# Exercise task:
Collect each line of the material below that contains the word "white", treating uppercase and lowercase letters as different.

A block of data
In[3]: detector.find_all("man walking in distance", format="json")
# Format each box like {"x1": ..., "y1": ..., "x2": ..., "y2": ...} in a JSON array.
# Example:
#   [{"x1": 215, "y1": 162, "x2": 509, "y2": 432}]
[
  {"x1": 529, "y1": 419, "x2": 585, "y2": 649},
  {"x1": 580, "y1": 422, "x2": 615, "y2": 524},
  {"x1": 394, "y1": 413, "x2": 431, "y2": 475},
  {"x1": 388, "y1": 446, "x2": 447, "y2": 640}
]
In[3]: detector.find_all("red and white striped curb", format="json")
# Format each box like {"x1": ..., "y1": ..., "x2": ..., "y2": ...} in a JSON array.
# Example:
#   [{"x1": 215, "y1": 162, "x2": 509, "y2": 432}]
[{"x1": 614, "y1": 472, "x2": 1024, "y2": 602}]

...

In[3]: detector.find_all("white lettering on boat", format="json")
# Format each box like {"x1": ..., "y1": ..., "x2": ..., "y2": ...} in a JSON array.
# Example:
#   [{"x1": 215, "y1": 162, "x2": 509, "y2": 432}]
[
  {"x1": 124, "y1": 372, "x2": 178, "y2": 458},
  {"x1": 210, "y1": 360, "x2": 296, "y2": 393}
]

# Answer to this task:
In[3]: detector.find_all("red and white striped curb", format="json")
In[3]: detector.find_all("white lettering on boat", format="json")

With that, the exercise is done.